## Problem to solve
Reproduce verbatim only the lines from the one containing "[locate] apple blossom" through the last line below, both included.

## Input for this task

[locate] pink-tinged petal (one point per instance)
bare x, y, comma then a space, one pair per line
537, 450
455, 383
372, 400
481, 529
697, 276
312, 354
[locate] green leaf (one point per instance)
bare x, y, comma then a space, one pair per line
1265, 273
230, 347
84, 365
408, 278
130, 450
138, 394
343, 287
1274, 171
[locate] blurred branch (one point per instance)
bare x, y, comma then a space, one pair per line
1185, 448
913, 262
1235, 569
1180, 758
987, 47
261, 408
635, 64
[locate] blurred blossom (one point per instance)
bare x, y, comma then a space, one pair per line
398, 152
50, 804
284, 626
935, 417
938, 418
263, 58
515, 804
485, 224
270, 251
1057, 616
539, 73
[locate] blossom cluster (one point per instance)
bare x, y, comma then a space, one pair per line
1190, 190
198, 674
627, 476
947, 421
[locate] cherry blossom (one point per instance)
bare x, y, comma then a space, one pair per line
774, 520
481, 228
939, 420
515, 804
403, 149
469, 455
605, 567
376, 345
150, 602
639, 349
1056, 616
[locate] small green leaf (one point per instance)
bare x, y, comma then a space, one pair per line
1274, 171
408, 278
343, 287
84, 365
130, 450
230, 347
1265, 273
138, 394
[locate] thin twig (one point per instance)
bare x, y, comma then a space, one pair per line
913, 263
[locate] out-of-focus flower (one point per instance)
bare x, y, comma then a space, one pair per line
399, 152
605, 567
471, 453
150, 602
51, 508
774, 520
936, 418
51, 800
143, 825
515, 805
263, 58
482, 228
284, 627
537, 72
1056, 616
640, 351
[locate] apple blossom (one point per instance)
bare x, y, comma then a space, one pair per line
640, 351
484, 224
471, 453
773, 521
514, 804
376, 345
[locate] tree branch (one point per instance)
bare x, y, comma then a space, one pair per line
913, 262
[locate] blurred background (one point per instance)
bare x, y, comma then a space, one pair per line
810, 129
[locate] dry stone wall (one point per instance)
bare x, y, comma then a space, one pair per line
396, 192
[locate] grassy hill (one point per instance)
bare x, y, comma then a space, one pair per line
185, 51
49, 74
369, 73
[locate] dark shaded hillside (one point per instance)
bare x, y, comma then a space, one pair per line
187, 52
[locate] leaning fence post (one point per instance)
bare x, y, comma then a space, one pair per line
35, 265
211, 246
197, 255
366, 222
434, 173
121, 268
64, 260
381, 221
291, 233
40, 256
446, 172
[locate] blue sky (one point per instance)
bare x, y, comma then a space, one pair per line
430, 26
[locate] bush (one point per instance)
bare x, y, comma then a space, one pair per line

## Task output
[locate] apple blossom (one point per instance)
bare x, y, comma then a space, one pair per line
640, 351
484, 224
471, 453
773, 521
514, 804
376, 345
[locate] tree branch (one point per instance)
bare x, y, comma then a space, one pair per line
913, 262
[locate] blurred background (one point per instance)
bare x, y, comma then a space, one pair per line
810, 129
[locate] dry stone wall (one point per instance)
bare x, y, comma then a space, one pair per line
396, 192
[locate] grassy hill (one point per instance)
bare x, y, comma then a space, one pair per line
185, 51
49, 74
369, 73
[locate] dark shaded hillside (one point per instance)
bare x, y, comma then a space, one pair per line
187, 52
[locate] leaning fence post (one point per instance)
bare x, y, comma then a space, one pair per line
35, 265
211, 246
197, 255
366, 222
434, 173
121, 268
64, 260
381, 221
291, 233
40, 256
446, 172
[locate] blue sky (one point per instance)
bare x, y, comma then a space, one pair per line
430, 26
[locate] bush (one point per instance)
bare x, y, comma then a space, one pair per line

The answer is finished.